Nilai tukar rupiah dibuka melemah 0,08% ke level Rp 14.395 per dolar AS pada perdagangan di pasar spot hari ini. Namun, analis optimistis rupiah akan menguat ditopang rilis data inflasi Amerika Serikat (AS) yang mulai melambat di tengah kekhawatiran pasar terhadap langkah tapering off bank sentral AS.

Mengutip Bloomberg, rupiah bergerak menguat ke level Rp 14.385 per dolar AS hingga pukul 10.00 WIB dari posisi pembukaan. Kendati demikian masih lebih rendah dari posisi penutupan kemarin di level Rp 14.383 per dolar AS.

Mata uang Asia lainnya bergerak bervariasi. Yen jepang menguat 0,01%, diikuti dolar Taiwan 0,05%, peso Filipina 0,01%, yuan Tiongkok 0,05%, ringgit Malaysia 0,07%. Sementara dolar Hong Kong melemah 0,02% bersama dolar Singapura 0,09%, won Korea Selatan 0,24%, rupee India 0,02% dam bath Thailand 0,15%.

Analis pasar uang Ariston Tjendra memperkirakan rupiah akan bergerak menguat hari ini ke level Rp 14.350, dengan potensi resisten di kisaran Rp 14.400. Potensi penguatan terutama didorong rilis data inflasi Amerika Serikat bulan Juli yang tidak naik signifikan sebagaimana ekspektasi pasar.

"Hasil data tersebut menyingkirkan sementara isu tapering atau pengetatan moneter sehingga dollar AS melemah terhadap nilai tukar lainnya." kata Ariston kepada Katadata.co.id, Kamis, (12/8).

Kumpulan Data:
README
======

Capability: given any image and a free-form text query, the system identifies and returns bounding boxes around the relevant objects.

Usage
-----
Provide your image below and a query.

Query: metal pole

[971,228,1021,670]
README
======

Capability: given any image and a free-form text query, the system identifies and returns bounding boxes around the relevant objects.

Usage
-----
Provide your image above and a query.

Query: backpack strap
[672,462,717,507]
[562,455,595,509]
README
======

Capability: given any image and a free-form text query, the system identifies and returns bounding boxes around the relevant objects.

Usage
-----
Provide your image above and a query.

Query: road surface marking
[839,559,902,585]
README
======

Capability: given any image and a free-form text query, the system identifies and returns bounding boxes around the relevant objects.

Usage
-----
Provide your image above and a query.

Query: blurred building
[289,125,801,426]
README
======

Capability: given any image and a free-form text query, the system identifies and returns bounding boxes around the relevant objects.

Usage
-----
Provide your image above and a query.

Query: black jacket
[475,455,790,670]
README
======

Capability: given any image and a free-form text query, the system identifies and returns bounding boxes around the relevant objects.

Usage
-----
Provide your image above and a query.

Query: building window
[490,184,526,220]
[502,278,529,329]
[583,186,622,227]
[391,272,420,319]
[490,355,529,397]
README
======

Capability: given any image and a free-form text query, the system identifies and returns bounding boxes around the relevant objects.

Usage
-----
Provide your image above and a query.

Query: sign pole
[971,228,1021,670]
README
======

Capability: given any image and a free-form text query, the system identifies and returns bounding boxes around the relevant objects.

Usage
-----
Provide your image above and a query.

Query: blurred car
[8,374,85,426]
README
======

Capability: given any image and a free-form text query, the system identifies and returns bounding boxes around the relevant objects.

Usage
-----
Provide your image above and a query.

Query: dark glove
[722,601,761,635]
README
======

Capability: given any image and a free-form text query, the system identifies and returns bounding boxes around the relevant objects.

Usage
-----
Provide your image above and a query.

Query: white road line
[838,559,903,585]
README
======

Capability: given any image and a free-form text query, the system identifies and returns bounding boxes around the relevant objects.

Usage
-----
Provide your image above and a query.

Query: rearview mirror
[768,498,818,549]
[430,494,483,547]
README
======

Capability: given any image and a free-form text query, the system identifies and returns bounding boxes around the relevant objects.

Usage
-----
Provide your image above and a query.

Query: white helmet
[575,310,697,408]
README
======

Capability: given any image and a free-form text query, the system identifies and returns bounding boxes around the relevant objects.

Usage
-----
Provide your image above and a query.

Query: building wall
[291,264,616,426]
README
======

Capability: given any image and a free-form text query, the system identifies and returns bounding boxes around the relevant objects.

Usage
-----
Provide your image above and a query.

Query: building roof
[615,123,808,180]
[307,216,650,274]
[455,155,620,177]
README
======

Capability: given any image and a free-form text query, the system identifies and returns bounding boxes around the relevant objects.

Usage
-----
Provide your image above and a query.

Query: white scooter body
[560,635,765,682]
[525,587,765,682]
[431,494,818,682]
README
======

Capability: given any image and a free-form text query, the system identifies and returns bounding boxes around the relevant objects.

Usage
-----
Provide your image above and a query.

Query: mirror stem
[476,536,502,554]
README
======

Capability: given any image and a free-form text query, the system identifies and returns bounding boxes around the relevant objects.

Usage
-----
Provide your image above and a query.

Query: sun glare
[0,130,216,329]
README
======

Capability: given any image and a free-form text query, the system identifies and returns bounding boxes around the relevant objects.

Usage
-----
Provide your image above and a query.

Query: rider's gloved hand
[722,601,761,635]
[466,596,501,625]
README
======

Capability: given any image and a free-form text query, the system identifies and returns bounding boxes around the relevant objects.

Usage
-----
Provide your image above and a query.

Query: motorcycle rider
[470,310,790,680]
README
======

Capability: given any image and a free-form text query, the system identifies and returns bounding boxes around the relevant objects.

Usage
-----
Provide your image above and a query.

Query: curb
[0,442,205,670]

Permintaan Kerja 1: Kutip dari teks tentang nilai tukar rupiah bagian yang dimulai dari "Mengutip Bloomberg, rupiah" hingga "bath Thailand 0,15%.", tanpa mengubah satu kata pun.
Permintaan Kerja 2: Menurut teks tentang nilai tukar rupiah, di level berapa rupiah ditutup kemarin?

Jawaban Tugas 1:
Mengutip Bloomberg, rupiah bergerak menguat ke level Rp 14.385 per dolar AS hingga pukul 10.00 WIB dari posisi pembukaan. Kendati demikian masih lebih rendah dari posisi penutupan kemarin di level Rp 14.383 per dolar AS.

Mata uang Asia lainnya bergerak bervariasi. Yen jepang menguat 0,01%, diikuti dolar Taiwan 0,05%, peso Filipina 0,01%, yuan Tiongkok 0,05%, ringgit Malaysia 0,07%. Sementara dolar Hong Kong melemah 0,02% bersama dolar Singapura 0,09%, won Korea Selatan 0,24%, rupee India 0,02% dam bath Thailand 0,15%.

Jawaban Tugas 2: Rp 14.383 per dolar AS.